### [TASK A]
Echo the passage of the Modex rules specification from "LIMA Modules of" to "sequences of tokens.".
### [TASK B]
Decide whether each statement agrees with the Modex rules specification, answering yes or no and quoting the deciding words: (i) Modex modules are composed of three kinds of elements. (ii) A trigger must be placed at the beginning of the expression. (iii) The dynamically loadable libraries implementing rules constraints and actions are required.
### [TASK C]
According to the Modex rules specification, who is the initial author of the document?

### [SOURCE EXCERPT]

· · · · ·

Skip to content
Benjamin Labbe edited this page Dec 9, 2020 · 22 revisions

Table of Contents generated with DocToc

Specification of the format for writing Modex rules

Initial author: Romaric Besancon

Goal

LIMA Modules of Extraction (or Modex) are used to recognize sequences of tokens in the text being analyzed and to take appropriate actions. They are composed of three kind of elements:

  • A XML configuration file describing the types of the elements to find and several other parameters. See the dedicated page for details;
  • Optionaly dynamicaly loadable libraries implementing rules constraints and actions;
  • Binary representations of the rules allowing to recognize sequences of tokens.

The purpose of this document is the definition of the rules declarative format that is then compiled into the binary representation. This recognition is based on a format of regular expressions that allows the construction of automatons for the recognition of particular expressions. These automatons are used in linguistic processing for:

  • Recognition of idioms;
  • Recognition of specific entities such as numbers, dates and named entities;
  • The dependency relationships extraction for parsing.

Rules specification

Needed rules expressiveness

The elements that the rules must be able to describe for the recognition of the targeted phenomenons are:

  • A trigger: it is the element (token) that will initiate the recognition process when it appears in a text; the author should chose it as the least common element or the most characteristic expression considered, to avoid too many triggers that do not succeed. It is not necessarily at the beginning of the expression.

· · · · ·

### [RECORDS SHOWN]
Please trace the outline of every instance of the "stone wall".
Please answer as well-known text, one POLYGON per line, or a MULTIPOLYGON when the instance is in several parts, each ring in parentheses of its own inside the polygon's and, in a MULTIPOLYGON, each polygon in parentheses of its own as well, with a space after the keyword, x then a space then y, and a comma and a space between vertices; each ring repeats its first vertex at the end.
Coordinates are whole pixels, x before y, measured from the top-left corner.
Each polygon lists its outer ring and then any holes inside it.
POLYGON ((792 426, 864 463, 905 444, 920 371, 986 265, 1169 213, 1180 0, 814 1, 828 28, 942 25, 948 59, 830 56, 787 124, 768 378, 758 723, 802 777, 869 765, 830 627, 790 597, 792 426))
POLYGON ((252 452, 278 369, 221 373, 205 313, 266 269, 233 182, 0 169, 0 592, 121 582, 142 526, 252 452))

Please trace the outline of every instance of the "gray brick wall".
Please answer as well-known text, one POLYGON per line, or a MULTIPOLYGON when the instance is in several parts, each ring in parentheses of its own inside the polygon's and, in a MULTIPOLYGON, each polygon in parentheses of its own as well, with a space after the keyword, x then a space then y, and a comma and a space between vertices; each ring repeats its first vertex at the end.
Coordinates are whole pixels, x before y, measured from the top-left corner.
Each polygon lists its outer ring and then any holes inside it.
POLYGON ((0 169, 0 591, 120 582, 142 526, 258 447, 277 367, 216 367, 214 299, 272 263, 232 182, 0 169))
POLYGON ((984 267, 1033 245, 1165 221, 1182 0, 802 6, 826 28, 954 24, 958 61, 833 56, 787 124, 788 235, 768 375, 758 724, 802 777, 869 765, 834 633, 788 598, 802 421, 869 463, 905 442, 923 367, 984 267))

· · · · ·

### [TASK ANSWER A]
LIMA Modules of Extraction (or Modex) are used to recognize sequences of tokens in the text being analyzed and to take appropriate actions. They are composed of three kind of elements:

  • A XML configuration file describing the types of the elements to find and several other parameters. See the dedicated page for details;
  • Optionaly dynamicaly loadable libraries implementing rules constraints and actions;
  • Binary representations of the rules allowing to recognize sequences of tokens.

### [TASK ANSWER B]
(i) Yes: "They are composed of three kind of elements"
(ii) No: "It is not necessarily at the beginning of the expression."
(iii) No: "Optionaly dynamicaly loadable libraries implementing rules constraints and actions"

### [TASK ANSWER C]
Romaric Besancon.